## Records shown

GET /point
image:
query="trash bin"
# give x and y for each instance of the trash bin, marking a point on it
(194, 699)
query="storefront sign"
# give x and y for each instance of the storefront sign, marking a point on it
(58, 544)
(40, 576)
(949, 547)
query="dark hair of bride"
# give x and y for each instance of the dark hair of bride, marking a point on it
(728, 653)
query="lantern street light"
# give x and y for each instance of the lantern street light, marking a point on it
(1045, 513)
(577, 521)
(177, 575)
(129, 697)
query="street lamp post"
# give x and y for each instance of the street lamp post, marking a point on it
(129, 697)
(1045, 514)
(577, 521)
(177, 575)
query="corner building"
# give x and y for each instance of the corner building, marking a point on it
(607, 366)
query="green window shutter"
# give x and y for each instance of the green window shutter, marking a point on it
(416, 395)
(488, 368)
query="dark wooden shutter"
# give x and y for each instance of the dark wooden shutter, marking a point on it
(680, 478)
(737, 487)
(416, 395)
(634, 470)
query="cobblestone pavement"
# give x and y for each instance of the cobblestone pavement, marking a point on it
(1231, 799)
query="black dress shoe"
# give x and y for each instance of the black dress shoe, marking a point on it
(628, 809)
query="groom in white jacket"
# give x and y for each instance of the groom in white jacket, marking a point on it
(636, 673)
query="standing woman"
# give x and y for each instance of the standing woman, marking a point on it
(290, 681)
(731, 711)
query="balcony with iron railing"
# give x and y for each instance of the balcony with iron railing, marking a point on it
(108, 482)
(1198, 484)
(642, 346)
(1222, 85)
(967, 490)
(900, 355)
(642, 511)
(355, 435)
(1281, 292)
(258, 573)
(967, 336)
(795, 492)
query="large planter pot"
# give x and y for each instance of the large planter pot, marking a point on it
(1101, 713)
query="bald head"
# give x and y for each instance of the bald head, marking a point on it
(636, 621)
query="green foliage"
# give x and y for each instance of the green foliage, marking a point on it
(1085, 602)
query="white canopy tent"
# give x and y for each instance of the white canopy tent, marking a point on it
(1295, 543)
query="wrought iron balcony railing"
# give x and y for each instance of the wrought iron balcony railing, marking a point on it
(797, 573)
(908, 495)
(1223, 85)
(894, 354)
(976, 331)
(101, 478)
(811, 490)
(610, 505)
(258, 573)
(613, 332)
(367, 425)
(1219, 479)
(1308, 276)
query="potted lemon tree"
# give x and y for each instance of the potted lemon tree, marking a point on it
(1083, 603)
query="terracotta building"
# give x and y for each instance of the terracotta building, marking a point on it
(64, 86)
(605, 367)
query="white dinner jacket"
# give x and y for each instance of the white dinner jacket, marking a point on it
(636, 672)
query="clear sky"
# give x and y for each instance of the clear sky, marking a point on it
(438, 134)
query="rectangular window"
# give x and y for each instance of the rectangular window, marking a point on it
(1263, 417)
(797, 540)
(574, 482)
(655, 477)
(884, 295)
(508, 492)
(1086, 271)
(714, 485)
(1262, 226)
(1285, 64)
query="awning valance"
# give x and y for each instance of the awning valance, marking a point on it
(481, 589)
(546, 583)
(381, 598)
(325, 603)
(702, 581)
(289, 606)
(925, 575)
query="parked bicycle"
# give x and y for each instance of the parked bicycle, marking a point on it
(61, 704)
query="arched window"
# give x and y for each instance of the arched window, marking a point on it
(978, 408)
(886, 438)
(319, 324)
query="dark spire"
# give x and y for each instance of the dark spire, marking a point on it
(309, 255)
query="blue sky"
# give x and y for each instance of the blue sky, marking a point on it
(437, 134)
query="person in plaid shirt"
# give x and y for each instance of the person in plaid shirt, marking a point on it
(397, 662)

## The task
Exactly as it appears above, write out the complete listing.

## Exercise answer
GET /point
image:
query="trash bin"
# give x and y for each instance of the trash bin, marking a point on it
(194, 699)
query="storefront sign"
# give x and y for each instance of the storefront sign, marking a point on it
(58, 544)
(40, 576)
(949, 547)
query="dark hair of bride"
# give x and y for each instance of the dark hair of bride, marking a point on it
(728, 653)
query="lantern street light"
# give x and y for each instance of the lantern street light, marking a point on it
(1045, 513)
(577, 521)
(177, 575)
(129, 697)
query="street lamp post"
# give x and y for each instance of the street lamp post, marking a point on it
(129, 697)
(1045, 514)
(577, 521)
(177, 575)
query="corner building"
# give x and y for each instance of the corner building, marking a point on it
(607, 366)
query="green window shutter"
# give x and y for each instance of the green window shutter, marking a point on it
(416, 395)
(488, 368)
query="dark wooden shutter"
# give x and y for each instance of the dark wooden shutter, marking a point on it
(680, 478)
(737, 487)
(416, 395)
(634, 470)
query="cobblestone pavement"
# give x and y for each instance of the cobblestone pavement, marking a point on it
(1231, 799)
query="black dress shoe"
# give x and y for each instance of the black dress shoe, marking a point on it
(628, 809)
query="groom in white jacket"
# give x and y for each instance of the groom in white jacket, marking a point on it
(636, 673)
query="standing woman"
# give x and y for each instance of the standing woman, marking a point on it
(290, 681)
(731, 711)
query="balcony with iron railing"
# give x and y for each instance of the balcony with iron railing, marking a point on it
(108, 482)
(1198, 484)
(642, 346)
(1222, 85)
(967, 490)
(900, 355)
(642, 511)
(355, 435)
(1281, 292)
(258, 573)
(967, 336)
(795, 492)
query="large planter pot"
# give x and y for each instance of the large planter pot, marking a point on it
(1101, 713)
query="bald head"
# give x and y for each instance of the bald head, marking a point on it
(636, 621)
query="green foliage"
# give x and y for each instance of the green foliage, marking a point on it
(1085, 602)
query="white canopy tent"
# give x and y for each instance of the white canopy tent, marking a point on it
(1295, 543)
query="wrought iron balcony railing"
# give x and y for each instance of the wrought iron balcony railing, marking a point on it
(797, 573)
(908, 495)
(1223, 85)
(894, 354)
(976, 331)
(101, 478)
(811, 490)
(610, 505)
(258, 573)
(613, 332)
(367, 425)
(1219, 479)
(1308, 276)
query="potted lemon tree"
# give x and y for each instance of the potted lemon tree, marking a point on it
(1083, 603)
query="terracotta building"
# give x and y for each instance of the terracotta building, marking a point on it
(64, 86)
(605, 367)
query="white dinner jacket"
# give x and y for each instance of the white dinner jacket, marking a point on it
(636, 672)
query="clear sky"
# give x and y for each instance of the clear sky, marking a point on it
(438, 134)
query="rectangular window"
# give x and y for each instance of the rectangular window, marking a point on it
(1263, 417)
(797, 540)
(574, 482)
(655, 477)
(884, 295)
(508, 492)
(1086, 271)
(714, 485)
(1262, 226)
(1285, 64)
query="awning valance"
# give x and y for each instance of the awning valance, marking a point on it
(481, 589)
(546, 583)
(381, 598)
(325, 603)
(702, 581)
(289, 606)
(925, 575)
query="parked bicycle"
# give x and y for each instance of the parked bicycle, marking a point on it
(61, 704)
query="arched window"
# give x and y for each instance of the arched window, marking a point on it
(978, 408)
(886, 438)
(319, 324)
query="dark spire"
# give x and y for each instance of the dark spire, marking a point on it
(309, 255)
query="blue sky"
# give x and y for each instance of the blue sky, marking a point on it
(437, 134)
query="person in plaid shirt"
# give x and y for each instance of the person in plaid shirt, marking a point on it
(397, 662)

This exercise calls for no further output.